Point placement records
★ ★ ★ ★

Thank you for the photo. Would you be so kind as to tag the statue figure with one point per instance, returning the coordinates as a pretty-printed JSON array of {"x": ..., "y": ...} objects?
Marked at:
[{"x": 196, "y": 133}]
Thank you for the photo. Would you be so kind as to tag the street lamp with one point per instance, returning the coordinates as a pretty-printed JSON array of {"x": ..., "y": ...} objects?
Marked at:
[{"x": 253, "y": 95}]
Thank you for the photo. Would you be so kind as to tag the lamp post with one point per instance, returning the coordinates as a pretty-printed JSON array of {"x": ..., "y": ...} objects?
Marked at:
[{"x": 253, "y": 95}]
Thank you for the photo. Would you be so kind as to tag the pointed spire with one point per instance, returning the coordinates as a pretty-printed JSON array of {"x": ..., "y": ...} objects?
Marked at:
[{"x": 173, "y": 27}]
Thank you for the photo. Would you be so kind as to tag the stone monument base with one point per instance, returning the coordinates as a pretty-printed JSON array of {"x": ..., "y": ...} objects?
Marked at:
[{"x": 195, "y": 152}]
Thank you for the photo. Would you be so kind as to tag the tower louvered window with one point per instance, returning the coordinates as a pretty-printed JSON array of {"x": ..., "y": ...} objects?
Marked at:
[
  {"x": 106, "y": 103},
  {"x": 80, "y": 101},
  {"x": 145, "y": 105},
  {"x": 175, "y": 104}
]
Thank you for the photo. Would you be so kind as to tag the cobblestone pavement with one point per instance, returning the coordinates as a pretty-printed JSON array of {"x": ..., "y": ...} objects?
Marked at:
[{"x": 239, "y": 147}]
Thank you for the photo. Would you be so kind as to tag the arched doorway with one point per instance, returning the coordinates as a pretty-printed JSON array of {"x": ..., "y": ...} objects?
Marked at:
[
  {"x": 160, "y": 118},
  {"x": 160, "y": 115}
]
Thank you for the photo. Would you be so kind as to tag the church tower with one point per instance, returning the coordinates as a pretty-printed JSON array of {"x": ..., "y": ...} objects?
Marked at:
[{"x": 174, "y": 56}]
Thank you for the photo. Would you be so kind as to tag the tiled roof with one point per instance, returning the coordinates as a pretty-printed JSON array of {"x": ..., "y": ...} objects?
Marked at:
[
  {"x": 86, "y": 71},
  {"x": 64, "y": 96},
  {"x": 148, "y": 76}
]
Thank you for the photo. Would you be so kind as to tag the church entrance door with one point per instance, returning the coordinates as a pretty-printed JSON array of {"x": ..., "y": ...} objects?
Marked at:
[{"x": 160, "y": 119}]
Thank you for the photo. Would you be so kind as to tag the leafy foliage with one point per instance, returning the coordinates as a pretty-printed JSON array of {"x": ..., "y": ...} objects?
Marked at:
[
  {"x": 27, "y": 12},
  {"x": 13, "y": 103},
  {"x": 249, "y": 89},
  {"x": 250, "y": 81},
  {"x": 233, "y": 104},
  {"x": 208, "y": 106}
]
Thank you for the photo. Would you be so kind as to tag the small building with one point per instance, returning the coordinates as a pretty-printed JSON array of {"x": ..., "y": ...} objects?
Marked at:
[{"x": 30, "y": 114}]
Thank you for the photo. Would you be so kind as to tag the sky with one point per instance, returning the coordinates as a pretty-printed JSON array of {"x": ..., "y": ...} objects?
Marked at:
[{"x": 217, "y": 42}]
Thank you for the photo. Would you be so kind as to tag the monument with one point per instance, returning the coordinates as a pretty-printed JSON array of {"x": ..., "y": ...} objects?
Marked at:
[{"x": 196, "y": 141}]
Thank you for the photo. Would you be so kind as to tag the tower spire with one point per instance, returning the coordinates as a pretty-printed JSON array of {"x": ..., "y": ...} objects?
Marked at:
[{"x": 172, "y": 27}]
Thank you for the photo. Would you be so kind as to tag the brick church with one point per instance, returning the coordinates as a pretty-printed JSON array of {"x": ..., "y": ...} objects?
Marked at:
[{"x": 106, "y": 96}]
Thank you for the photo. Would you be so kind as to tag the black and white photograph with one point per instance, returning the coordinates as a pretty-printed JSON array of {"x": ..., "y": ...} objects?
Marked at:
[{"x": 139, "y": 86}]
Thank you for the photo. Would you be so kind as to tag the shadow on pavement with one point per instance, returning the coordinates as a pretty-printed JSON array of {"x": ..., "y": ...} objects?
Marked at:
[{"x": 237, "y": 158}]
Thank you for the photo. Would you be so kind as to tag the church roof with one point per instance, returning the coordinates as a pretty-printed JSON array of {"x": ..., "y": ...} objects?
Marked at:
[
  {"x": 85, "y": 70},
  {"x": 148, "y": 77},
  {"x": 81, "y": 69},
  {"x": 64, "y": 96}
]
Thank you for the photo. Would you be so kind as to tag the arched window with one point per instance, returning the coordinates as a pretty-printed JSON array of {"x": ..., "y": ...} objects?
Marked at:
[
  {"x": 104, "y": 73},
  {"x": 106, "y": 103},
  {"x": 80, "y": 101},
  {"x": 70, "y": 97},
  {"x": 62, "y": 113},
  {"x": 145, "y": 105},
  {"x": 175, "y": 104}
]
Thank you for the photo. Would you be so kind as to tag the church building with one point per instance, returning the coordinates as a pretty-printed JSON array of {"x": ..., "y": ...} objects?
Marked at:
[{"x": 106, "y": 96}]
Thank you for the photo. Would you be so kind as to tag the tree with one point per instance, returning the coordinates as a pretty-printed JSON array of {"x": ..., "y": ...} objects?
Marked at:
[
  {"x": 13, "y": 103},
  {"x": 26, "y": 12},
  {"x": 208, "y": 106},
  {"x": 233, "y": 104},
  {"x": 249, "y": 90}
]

★ ★ ★ ★

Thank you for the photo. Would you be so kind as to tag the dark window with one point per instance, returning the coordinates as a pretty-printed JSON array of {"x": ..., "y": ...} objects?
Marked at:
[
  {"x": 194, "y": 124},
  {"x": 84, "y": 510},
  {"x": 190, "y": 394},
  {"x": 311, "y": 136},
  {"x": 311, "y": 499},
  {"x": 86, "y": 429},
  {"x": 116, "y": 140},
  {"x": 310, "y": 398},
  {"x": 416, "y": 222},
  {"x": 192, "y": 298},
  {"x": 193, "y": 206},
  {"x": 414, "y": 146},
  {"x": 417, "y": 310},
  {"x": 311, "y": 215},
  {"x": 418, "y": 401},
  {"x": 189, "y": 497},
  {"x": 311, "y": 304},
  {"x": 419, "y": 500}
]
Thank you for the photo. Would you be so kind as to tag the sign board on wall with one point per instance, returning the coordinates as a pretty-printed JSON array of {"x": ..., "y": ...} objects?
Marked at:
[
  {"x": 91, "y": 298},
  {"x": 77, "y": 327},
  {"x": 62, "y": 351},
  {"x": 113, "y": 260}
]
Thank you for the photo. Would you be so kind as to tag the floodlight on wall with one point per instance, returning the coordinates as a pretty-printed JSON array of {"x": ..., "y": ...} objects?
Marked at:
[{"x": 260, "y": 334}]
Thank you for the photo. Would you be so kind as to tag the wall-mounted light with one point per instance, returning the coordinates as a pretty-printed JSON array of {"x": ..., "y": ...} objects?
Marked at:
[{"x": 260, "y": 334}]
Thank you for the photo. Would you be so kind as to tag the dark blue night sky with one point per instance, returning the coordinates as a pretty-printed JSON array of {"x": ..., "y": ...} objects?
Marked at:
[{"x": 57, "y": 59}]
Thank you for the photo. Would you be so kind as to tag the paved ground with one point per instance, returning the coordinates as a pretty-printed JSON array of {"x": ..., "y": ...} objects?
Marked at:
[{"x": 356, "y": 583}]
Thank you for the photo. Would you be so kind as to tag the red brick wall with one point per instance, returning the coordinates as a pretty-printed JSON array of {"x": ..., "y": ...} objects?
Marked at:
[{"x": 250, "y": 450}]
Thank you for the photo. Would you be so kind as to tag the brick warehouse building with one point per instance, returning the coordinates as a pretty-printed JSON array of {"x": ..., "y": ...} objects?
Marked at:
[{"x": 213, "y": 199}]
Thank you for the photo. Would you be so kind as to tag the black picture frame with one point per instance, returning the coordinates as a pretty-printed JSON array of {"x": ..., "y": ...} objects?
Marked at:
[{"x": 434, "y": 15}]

★ ★ ★ ★

### Set exercise
Gather every line in the items above that contains the word "brick", matching case exactly.

### Answer for the task
Thank you for the photo. Would you be so kind as to tag the brick church with one point per instance, returning the coordinates as a pretty-printed JSON array of {"x": ..., "y": ...} objects?
Thank you for the photo. Would you be so kind as to tag the red brick wall with one point per instance, returning the coordinates as a pretty-printed JSON array of {"x": ..., "y": ...} objects?
Thank you for the photo. Would you be so kind as to tag the brick warehouse building with one point per instance, returning the coordinates as a pretty-printed JSON array of {"x": ..., "y": ...} objects?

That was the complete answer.